▸ What you are asked to do: Check each line below for the word "chair", and copy those that have it.

▸ Input:
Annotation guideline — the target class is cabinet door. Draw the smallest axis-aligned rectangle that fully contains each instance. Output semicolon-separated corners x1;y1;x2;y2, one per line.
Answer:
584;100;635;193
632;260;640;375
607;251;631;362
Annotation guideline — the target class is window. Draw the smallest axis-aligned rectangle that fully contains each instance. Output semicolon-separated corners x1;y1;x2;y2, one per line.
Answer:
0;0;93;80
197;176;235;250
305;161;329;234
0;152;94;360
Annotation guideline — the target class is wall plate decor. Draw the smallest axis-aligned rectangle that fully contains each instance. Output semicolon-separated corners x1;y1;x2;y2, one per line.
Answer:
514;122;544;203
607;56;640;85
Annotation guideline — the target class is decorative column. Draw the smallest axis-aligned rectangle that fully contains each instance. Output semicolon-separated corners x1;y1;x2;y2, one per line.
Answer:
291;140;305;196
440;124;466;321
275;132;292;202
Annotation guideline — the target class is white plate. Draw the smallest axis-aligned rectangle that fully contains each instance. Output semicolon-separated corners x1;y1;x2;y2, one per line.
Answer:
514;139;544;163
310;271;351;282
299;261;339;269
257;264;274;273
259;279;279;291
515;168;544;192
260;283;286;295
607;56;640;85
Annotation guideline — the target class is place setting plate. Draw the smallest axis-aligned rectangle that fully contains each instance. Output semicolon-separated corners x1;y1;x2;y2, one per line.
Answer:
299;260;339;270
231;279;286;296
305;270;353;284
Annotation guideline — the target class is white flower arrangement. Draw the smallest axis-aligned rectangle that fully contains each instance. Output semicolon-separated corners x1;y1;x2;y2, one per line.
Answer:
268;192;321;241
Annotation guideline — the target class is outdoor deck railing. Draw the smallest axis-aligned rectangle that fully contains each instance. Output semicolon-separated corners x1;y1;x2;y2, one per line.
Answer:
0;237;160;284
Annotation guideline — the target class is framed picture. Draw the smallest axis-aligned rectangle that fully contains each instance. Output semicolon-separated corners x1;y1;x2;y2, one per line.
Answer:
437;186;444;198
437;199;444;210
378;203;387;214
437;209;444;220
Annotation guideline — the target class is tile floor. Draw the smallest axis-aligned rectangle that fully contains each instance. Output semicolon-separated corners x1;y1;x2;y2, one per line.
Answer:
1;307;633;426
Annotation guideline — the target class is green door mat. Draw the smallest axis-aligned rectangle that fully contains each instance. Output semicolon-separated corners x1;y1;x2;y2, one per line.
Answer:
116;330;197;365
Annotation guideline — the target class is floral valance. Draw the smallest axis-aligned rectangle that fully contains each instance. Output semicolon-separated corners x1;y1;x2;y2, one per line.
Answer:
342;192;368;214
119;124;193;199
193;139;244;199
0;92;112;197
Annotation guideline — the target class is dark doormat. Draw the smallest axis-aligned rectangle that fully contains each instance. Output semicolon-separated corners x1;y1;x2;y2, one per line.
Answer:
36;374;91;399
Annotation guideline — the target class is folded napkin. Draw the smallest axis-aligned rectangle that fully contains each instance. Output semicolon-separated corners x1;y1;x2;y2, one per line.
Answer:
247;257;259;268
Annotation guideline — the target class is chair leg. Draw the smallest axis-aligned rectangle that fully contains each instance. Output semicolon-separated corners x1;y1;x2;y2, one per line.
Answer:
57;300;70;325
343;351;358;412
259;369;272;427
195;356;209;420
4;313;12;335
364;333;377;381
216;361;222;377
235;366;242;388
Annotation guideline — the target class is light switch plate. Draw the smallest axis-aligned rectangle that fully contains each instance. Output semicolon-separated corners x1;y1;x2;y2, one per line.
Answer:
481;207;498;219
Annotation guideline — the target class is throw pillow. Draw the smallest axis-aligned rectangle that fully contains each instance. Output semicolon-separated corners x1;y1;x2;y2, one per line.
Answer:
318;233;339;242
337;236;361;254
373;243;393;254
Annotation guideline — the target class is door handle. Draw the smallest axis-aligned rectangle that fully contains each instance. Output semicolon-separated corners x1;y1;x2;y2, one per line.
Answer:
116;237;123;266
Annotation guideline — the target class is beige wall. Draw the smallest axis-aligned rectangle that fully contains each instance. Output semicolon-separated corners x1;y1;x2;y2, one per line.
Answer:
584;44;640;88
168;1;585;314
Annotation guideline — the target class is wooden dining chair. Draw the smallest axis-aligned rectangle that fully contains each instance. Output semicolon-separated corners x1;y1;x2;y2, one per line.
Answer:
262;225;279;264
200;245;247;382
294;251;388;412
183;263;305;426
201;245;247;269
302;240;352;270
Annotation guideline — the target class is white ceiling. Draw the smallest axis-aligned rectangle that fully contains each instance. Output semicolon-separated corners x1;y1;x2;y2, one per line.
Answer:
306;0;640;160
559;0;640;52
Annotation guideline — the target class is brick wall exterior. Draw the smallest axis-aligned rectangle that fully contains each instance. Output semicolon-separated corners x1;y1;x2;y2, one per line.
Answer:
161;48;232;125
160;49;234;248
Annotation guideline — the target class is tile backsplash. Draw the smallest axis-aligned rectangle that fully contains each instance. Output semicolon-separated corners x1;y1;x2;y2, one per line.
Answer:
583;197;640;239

▸ Solution to this exercise:
Annotation guideline — the target class is chair leg. Draw the smallest axis-aligned rectangle that fully contains each instance. Output semicolon-separated corners x1;y1;x2;y2, one per line.
Annotation guideline — the target class is wooden dining chair. Draw the smallest axis-aligned rectangle that fully contains each instance. Output semicolon-separated corners x1;y1;x2;y2, one per line.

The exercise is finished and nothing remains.